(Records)
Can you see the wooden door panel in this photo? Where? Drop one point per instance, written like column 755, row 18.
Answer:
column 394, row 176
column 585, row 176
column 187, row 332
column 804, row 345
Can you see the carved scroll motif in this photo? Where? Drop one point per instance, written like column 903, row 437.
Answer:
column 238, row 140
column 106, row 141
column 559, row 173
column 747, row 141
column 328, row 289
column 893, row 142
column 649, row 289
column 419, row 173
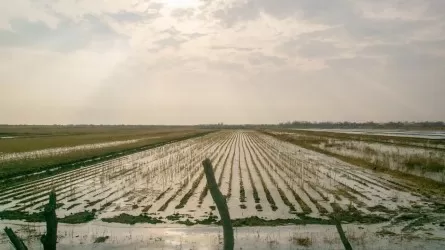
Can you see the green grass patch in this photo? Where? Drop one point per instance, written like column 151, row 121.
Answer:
column 20, row 215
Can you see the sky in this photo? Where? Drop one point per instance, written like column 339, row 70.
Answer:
column 230, row 61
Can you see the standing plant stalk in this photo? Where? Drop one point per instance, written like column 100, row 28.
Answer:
column 15, row 240
column 221, row 204
column 342, row 234
column 49, row 240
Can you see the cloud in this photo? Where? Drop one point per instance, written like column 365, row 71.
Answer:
column 270, row 60
column 67, row 36
column 241, row 49
column 258, row 58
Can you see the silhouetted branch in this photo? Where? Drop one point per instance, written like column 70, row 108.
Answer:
column 15, row 240
column 49, row 240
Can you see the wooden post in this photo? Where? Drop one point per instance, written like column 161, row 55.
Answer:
column 15, row 240
column 221, row 204
column 342, row 234
column 49, row 240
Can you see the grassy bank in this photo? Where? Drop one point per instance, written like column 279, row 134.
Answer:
column 423, row 185
column 75, row 159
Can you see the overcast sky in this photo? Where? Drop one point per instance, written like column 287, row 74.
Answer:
column 231, row 61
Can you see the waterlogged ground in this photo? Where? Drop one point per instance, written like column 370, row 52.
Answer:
column 98, row 235
column 266, row 182
column 387, row 132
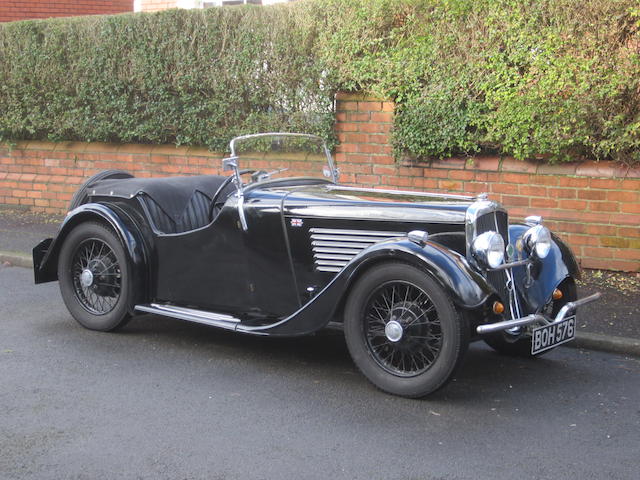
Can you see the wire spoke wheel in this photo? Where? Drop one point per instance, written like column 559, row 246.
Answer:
column 403, row 331
column 96, row 276
column 402, row 328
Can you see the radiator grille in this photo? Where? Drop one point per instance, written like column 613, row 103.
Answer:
column 334, row 248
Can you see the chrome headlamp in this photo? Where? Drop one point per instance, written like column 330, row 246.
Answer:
column 488, row 249
column 537, row 241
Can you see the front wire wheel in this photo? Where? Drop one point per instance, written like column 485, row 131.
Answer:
column 402, row 330
column 93, row 272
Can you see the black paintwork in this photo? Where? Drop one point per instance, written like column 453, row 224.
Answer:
column 265, row 275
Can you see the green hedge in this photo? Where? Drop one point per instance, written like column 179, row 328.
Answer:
column 551, row 79
column 195, row 77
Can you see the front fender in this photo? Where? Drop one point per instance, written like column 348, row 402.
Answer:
column 546, row 274
column 466, row 287
column 45, row 254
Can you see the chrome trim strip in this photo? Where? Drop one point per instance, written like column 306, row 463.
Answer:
column 536, row 317
column 369, row 233
column 329, row 269
column 332, row 256
column 241, row 215
column 349, row 238
column 360, row 246
column 331, row 263
column 341, row 251
column 399, row 192
column 198, row 316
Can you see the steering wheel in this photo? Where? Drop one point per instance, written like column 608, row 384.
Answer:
column 223, row 185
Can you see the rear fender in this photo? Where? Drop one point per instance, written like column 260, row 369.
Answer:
column 45, row 254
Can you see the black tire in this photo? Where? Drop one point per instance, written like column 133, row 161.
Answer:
column 520, row 345
column 433, row 338
column 82, row 194
column 104, row 303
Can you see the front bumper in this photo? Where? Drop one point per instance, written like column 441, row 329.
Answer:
column 566, row 310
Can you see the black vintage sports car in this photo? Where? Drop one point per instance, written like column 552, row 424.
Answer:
column 412, row 277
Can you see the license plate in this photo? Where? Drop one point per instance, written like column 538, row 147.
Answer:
column 550, row 336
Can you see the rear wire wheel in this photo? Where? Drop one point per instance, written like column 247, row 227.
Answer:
column 93, row 274
column 520, row 345
column 402, row 330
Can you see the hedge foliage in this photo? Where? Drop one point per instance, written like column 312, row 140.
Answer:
column 195, row 77
column 552, row 79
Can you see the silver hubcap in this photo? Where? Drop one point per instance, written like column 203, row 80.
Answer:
column 393, row 331
column 86, row 278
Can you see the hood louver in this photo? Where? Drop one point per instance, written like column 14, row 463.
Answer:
column 334, row 248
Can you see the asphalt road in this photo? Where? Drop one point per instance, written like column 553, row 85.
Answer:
column 165, row 399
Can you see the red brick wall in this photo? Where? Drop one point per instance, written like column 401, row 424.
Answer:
column 155, row 5
column 593, row 206
column 11, row 10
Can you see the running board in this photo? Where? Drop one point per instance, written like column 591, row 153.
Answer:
column 191, row 315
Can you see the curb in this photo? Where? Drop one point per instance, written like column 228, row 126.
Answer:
column 588, row 341
column 606, row 343
column 16, row 259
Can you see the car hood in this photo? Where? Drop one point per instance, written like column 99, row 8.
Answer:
column 338, row 201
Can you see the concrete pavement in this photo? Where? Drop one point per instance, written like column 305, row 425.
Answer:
column 165, row 399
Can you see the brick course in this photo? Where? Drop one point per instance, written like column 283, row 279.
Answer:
column 12, row 10
column 594, row 208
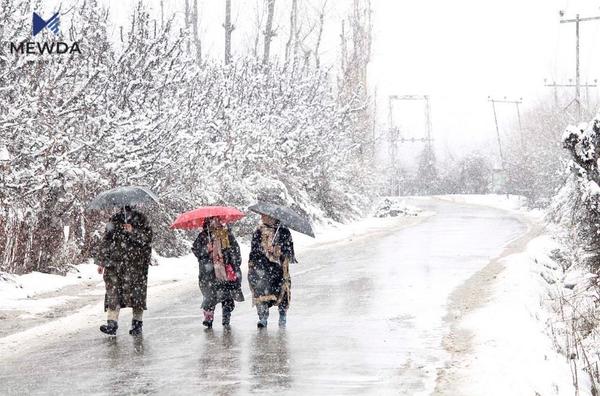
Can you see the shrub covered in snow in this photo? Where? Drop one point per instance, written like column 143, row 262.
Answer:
column 146, row 112
column 394, row 207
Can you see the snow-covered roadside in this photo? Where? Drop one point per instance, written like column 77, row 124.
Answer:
column 510, row 350
column 499, row 201
column 37, row 305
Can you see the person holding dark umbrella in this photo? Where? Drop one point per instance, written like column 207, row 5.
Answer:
column 124, row 256
column 271, row 253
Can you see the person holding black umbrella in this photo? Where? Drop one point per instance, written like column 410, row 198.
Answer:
column 123, row 258
column 271, row 253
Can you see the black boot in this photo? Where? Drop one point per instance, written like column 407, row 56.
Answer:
column 136, row 327
column 226, row 319
column 110, row 327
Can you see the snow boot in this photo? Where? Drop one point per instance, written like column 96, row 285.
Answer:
column 110, row 327
column 136, row 327
column 226, row 320
column 262, row 323
column 208, row 318
column 282, row 317
column 263, row 315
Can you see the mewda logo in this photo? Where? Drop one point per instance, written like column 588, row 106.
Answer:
column 39, row 24
column 45, row 47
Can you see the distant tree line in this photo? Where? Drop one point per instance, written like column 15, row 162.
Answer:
column 156, row 111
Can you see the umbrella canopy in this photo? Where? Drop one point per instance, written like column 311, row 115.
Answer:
column 286, row 217
column 123, row 196
column 195, row 218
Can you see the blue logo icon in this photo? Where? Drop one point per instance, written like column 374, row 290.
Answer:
column 39, row 24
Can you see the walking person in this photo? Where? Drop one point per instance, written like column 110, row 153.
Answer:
column 123, row 259
column 271, row 252
column 220, row 275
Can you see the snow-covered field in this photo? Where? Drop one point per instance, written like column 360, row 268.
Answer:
column 511, row 350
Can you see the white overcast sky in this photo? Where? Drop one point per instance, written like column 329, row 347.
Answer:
column 458, row 52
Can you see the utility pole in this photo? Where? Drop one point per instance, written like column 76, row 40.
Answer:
column 516, row 103
column 569, row 85
column 395, row 138
column 577, row 21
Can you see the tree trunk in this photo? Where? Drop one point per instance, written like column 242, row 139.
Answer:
column 197, row 42
column 293, row 23
column 228, row 29
column 269, row 30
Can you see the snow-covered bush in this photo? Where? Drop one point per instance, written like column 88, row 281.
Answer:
column 145, row 112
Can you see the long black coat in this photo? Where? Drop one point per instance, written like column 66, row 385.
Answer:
column 213, row 290
column 269, row 281
column 125, row 257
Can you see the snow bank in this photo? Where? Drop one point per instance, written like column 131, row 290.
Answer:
column 395, row 206
column 38, row 293
column 499, row 201
column 513, row 352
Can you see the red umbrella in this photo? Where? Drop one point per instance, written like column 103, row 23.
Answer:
column 195, row 218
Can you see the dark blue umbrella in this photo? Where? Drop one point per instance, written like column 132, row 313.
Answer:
column 286, row 216
column 123, row 196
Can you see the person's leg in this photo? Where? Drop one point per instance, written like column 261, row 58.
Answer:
column 209, row 315
column 137, row 322
column 263, row 314
column 282, row 314
column 228, row 307
column 112, row 318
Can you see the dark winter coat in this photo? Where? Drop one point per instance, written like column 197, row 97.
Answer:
column 125, row 257
column 215, row 291
column 269, row 280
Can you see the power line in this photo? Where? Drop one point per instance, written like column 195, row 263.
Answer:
column 577, row 21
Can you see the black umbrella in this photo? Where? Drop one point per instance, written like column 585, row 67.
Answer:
column 286, row 217
column 123, row 196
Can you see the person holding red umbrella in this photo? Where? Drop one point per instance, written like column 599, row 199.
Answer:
column 219, row 259
column 220, row 274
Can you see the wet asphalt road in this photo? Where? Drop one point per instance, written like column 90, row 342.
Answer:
column 366, row 318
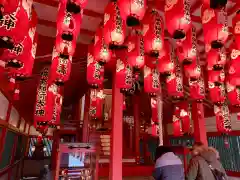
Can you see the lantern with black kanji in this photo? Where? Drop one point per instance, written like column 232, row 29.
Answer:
column 124, row 72
column 216, row 59
column 197, row 89
column 236, row 28
column 215, row 26
column 178, row 17
column 187, row 48
column 41, row 114
column 151, row 80
column 153, row 32
column 174, row 83
column 68, row 24
column 60, row 70
column 132, row 12
column 95, row 71
column 233, row 94
column 14, row 27
column 75, row 6
column 102, row 53
column 166, row 59
column 114, row 27
column 135, row 44
column 233, row 66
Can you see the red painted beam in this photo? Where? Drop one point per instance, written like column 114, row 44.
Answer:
column 53, row 24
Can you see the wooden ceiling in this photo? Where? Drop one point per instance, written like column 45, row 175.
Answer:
column 92, row 17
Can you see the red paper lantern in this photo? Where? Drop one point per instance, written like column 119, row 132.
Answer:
column 95, row 71
column 174, row 83
column 75, row 6
column 114, row 27
column 216, row 59
column 177, row 126
column 154, row 108
column 44, row 101
column 95, row 110
column 151, row 80
column 55, row 121
column 217, row 93
column 135, row 43
column 124, row 73
column 236, row 28
column 15, row 25
column 233, row 94
column 102, row 53
column 223, row 121
column 19, row 55
column 234, row 68
column 178, row 18
column 132, row 12
column 215, row 26
column 197, row 89
column 68, row 24
column 166, row 59
column 60, row 70
column 153, row 32
column 187, row 48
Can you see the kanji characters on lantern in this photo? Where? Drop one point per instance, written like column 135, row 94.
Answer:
column 178, row 17
column 153, row 32
column 215, row 26
column 132, row 12
column 114, row 27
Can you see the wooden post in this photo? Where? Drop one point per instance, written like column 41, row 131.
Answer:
column 117, row 133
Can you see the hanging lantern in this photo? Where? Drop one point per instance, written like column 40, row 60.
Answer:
column 223, row 121
column 114, row 27
column 233, row 94
column 43, row 100
column 166, row 59
column 124, row 73
column 95, row 110
column 19, row 55
column 153, row 32
column 151, row 80
column 95, row 71
column 60, row 70
column 217, row 93
column 174, row 83
column 215, row 26
column 65, row 48
column 178, row 18
column 197, row 89
column 102, row 53
column 55, row 121
column 187, row 48
column 177, row 126
column 75, row 6
column 216, row 59
column 132, row 12
column 236, row 28
column 154, row 108
column 234, row 68
column 68, row 24
column 135, row 43
column 14, row 26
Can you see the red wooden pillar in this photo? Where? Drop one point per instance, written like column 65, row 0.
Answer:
column 137, row 128
column 200, row 133
column 86, row 117
column 117, row 133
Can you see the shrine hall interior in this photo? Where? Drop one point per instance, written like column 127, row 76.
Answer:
column 93, row 87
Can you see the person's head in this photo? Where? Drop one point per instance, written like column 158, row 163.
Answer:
column 162, row 150
column 197, row 148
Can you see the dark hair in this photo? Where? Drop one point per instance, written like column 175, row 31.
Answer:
column 162, row 150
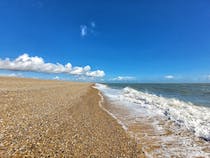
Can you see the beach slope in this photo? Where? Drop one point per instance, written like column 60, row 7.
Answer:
column 41, row 118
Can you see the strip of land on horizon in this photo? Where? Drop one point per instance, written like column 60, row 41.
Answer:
column 43, row 118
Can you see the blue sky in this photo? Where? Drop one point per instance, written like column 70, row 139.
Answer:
column 137, row 40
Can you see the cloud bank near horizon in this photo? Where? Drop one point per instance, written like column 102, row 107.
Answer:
column 123, row 78
column 37, row 64
column 169, row 76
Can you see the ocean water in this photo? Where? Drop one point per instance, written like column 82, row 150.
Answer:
column 175, row 117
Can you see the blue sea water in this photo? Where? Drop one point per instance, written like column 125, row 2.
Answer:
column 198, row 94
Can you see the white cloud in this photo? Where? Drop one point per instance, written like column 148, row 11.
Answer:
column 93, row 24
column 37, row 64
column 56, row 78
column 87, row 29
column 83, row 30
column 169, row 76
column 11, row 74
column 124, row 78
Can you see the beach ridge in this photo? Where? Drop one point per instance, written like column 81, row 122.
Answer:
column 43, row 118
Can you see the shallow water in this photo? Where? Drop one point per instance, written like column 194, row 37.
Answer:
column 167, row 127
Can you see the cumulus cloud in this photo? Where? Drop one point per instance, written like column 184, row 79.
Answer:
column 11, row 74
column 37, row 64
column 83, row 30
column 56, row 78
column 169, row 76
column 93, row 24
column 124, row 78
column 87, row 29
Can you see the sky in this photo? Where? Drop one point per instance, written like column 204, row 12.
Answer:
column 109, row 41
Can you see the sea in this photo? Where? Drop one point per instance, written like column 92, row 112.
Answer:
column 167, row 120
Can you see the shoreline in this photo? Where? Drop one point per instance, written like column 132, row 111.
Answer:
column 41, row 118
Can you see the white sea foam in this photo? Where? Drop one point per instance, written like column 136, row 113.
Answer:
column 194, row 118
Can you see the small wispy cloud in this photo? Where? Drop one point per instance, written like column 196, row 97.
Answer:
column 169, row 76
column 37, row 64
column 56, row 78
column 11, row 75
column 123, row 78
column 93, row 24
column 87, row 29
column 83, row 30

• **Problem**
Rewrite the data lines from the one containing "Can you see the white overcast" through the one containing "column 458, row 52", inclusive, as a Markdown table with the columns Row and Content, where Row numbers each line and Content holds the line. Skip any blank lines.

• **Response below**
| Row | Content |
|---|---|
| 1 | Can you see the white overcast sky in this photo? Where? Drop one point per instance, written like column 329, row 347. |
| 2 | Answer: |
| 3 | column 458, row 52 |